**Actions to take**:
A. In the article on Lena on the Blue Side, who arranged and conducted the album's recordings?
B. From the article on Lena on the Blue Side, quote the part that opens with the words containing "Lena on the Blue Side is" and closes with "Japan in 1991.".

**Passage to read**:
Studio album by Lena Horne
- Released: 1962
- Recorded: 1961
- Genre: Traditional pop
- Label: RCA Victor
- Producer: Marty Gold

Lena Horne chronology
| Lena Horne at the Sands (1961) | Lena on the Blue Side (1962) | Lena...Lovely and Alive (1962) |

= Lena on the Blue Side =

Lena on the Blue Side is a 1962 studio album by Lena Horne, released by RCA Victor in stereo and monoaural in February 1962, recording took place in New York in the summer of 1961. The album features mainly blues inspired songs, a departure for Horne from her usual standards, and recordings from the Great American Songbook. The recordings were arranged and conducted by Marty Gold. The album was received well by the music press and Billboard Music Week of February 1962 rated it with a four star. Charting in the Billboard 200 album chart at # 102. The complete album has only been re-issued on CD in Japan in 1991.

**Extracted data**:
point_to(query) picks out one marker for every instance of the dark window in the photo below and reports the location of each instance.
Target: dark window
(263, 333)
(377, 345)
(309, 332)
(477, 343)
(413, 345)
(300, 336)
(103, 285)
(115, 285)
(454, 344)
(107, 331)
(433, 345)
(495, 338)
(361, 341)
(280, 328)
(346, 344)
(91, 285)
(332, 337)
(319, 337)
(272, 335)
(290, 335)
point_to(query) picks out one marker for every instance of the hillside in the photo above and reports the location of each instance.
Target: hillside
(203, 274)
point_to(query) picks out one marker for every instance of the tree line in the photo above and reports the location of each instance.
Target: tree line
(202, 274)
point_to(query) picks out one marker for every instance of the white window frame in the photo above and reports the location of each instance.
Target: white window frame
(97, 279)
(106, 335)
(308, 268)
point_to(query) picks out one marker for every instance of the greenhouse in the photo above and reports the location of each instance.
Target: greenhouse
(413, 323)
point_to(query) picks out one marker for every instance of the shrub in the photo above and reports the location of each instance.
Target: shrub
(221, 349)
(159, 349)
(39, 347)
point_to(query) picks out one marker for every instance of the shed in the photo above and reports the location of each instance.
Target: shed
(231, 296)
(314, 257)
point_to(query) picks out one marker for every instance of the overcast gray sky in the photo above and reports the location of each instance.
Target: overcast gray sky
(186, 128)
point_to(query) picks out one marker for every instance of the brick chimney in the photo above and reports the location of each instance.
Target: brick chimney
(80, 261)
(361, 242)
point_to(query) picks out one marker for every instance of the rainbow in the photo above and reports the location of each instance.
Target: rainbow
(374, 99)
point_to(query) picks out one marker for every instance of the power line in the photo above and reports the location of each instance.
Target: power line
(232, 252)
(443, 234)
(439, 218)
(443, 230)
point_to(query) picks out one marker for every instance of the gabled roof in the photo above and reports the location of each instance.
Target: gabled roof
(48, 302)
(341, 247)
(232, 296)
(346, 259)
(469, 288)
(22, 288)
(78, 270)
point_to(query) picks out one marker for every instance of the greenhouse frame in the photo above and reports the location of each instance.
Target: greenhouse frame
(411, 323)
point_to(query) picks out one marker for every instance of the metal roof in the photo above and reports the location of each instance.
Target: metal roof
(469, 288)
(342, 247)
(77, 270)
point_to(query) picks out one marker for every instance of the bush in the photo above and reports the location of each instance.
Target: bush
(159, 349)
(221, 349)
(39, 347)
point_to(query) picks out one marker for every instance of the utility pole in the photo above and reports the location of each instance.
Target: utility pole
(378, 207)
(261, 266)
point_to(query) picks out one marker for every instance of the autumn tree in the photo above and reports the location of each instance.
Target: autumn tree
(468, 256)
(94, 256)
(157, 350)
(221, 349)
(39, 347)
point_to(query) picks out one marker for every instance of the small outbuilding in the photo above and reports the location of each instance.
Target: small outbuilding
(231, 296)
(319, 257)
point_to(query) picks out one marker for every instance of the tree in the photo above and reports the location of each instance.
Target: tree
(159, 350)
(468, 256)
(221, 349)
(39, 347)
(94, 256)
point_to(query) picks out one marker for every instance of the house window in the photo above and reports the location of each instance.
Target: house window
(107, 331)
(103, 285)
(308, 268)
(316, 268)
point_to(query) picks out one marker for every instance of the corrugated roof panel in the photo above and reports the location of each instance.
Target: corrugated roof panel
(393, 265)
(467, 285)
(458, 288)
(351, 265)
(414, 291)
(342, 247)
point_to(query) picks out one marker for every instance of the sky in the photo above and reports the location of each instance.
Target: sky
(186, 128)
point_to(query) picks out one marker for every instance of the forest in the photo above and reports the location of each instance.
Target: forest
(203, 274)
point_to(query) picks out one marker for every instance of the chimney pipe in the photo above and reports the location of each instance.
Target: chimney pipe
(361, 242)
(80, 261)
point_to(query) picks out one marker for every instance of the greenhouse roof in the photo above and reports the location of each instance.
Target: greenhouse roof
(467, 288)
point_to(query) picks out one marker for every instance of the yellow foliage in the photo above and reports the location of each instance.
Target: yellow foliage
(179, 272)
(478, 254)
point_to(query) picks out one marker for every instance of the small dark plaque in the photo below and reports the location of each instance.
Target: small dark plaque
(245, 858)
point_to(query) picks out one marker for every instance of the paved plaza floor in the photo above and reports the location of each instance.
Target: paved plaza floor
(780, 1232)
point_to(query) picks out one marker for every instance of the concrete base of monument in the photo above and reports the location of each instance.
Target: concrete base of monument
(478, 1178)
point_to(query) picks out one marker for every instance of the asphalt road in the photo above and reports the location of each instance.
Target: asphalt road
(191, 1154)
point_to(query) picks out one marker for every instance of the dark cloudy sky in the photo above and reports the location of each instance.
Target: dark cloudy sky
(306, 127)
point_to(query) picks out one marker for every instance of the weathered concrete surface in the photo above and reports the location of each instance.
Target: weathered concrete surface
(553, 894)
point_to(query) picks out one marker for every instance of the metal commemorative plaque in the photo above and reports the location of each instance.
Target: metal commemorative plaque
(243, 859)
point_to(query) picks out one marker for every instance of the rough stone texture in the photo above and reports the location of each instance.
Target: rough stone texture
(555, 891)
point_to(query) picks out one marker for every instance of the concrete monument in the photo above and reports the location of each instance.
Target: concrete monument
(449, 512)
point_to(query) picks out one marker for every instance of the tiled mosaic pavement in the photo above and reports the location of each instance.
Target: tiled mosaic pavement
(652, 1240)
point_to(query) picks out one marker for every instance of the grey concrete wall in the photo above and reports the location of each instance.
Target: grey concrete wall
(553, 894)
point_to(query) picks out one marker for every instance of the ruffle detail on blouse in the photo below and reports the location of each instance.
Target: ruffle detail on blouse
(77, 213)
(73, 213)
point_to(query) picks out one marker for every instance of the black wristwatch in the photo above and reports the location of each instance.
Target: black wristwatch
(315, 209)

**Per-task outputs**:
A. Marty Gold

B.
Lena on the Blue Side is a 1962 studio album by Lena Horne, released by RCA Victor in stereo and monoaural in February 1962, recording took place in New York in the summer of 1961. The album features mainly blues inspired songs, a departure for Horne from her usual standards, and recordings from the Great American Songbook. The recordings were arranged and conducted by Marty Gold. The album was received well by the music press and Billboard Music Week of February 1962 rated it with a four star. Charting in the Billboard 200 album chart at # 102. The complete album has only been re-issued on CD in Japan in 1991.